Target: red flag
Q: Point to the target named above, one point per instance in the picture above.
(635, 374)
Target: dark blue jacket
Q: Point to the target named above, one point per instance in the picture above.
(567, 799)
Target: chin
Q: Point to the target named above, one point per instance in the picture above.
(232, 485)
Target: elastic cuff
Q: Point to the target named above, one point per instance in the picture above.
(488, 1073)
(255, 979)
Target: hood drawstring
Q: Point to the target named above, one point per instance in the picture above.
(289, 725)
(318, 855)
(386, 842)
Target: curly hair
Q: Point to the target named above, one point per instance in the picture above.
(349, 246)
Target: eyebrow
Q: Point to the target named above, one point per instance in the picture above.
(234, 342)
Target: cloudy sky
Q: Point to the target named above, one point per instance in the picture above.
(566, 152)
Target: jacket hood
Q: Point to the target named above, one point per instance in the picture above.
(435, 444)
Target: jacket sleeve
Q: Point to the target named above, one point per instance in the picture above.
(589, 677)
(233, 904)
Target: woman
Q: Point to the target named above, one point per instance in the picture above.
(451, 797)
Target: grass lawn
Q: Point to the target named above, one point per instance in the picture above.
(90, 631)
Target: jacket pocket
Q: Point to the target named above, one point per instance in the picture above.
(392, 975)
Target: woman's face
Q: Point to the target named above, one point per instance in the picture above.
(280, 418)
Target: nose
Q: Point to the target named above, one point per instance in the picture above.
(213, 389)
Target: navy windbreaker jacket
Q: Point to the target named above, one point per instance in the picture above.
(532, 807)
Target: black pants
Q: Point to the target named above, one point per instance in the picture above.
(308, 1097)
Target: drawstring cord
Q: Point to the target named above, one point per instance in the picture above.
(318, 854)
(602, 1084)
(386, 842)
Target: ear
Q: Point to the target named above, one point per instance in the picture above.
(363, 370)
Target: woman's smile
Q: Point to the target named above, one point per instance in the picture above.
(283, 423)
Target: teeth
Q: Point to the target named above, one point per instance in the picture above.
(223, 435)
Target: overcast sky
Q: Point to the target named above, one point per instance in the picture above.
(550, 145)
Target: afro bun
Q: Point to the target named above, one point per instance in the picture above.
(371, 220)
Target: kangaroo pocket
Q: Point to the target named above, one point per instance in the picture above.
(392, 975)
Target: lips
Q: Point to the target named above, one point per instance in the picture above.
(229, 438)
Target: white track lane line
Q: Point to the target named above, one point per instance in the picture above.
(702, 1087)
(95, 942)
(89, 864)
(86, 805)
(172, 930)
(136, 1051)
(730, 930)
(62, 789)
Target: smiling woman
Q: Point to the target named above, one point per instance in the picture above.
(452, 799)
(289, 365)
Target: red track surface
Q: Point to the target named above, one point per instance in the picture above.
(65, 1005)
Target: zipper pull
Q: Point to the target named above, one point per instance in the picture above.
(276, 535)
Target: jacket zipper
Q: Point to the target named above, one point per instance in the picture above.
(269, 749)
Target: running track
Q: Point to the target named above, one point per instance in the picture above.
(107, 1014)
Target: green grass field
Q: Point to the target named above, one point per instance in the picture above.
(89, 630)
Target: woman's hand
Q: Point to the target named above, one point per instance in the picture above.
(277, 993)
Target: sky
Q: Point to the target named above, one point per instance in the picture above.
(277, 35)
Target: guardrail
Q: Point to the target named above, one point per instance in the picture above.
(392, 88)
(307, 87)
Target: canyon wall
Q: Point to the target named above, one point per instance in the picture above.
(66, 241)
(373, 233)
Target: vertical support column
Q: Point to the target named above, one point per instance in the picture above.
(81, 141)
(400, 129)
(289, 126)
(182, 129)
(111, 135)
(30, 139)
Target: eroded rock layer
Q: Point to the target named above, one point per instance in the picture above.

* * *

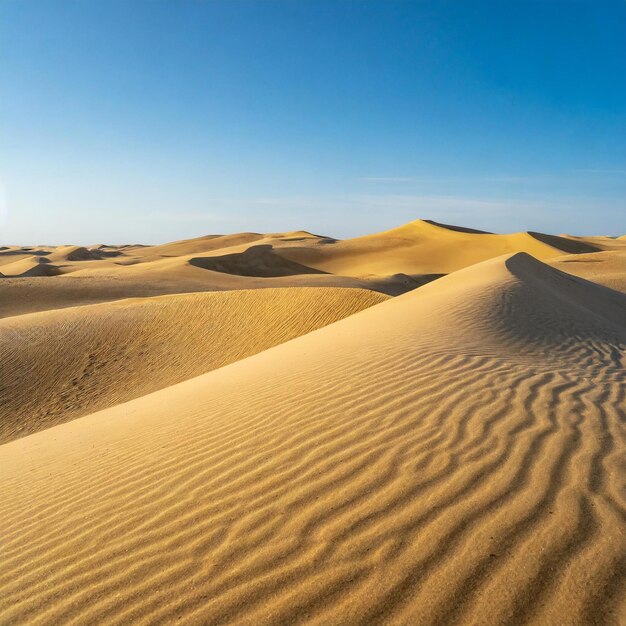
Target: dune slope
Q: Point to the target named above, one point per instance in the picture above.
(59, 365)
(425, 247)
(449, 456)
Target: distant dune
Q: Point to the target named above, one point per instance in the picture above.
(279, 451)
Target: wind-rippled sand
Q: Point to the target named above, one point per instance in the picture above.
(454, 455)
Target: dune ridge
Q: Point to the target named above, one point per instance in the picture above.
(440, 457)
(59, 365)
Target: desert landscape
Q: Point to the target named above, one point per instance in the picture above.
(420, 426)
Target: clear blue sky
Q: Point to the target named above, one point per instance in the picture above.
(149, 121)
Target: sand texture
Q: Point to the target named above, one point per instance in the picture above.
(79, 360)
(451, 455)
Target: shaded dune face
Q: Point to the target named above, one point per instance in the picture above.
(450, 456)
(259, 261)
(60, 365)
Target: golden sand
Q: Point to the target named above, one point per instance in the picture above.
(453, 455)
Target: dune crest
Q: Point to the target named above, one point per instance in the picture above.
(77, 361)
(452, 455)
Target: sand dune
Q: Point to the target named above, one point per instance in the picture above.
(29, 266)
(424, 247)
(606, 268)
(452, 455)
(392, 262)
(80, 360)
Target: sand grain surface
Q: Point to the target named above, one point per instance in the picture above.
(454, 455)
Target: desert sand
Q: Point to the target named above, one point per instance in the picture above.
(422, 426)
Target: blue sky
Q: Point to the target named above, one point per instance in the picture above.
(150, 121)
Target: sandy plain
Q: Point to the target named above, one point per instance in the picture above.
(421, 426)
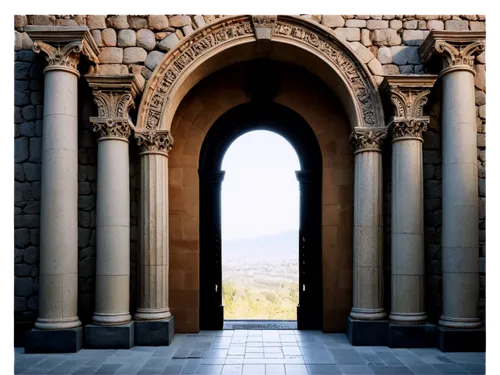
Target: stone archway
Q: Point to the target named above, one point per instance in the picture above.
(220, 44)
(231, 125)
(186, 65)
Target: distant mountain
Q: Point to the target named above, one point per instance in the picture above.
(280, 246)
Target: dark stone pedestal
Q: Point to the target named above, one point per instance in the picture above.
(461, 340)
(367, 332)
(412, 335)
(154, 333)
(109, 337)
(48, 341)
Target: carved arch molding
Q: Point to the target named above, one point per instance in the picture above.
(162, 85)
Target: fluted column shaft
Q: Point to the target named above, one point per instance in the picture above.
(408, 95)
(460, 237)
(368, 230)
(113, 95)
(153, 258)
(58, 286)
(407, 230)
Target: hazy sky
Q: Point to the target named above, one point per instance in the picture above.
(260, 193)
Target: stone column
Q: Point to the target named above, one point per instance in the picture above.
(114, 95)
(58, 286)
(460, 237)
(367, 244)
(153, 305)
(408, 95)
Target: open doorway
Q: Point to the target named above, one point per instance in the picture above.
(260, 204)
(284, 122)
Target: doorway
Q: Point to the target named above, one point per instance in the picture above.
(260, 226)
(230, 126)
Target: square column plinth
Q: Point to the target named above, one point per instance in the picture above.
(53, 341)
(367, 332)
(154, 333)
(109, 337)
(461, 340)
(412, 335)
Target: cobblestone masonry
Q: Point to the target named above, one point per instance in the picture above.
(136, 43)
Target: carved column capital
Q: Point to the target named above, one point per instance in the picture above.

* * *

[Exercise directions]
Return every line in the items above that contains the word "track".

[Complete output]
Target: white track lane line
Target: red track surface
Target: running track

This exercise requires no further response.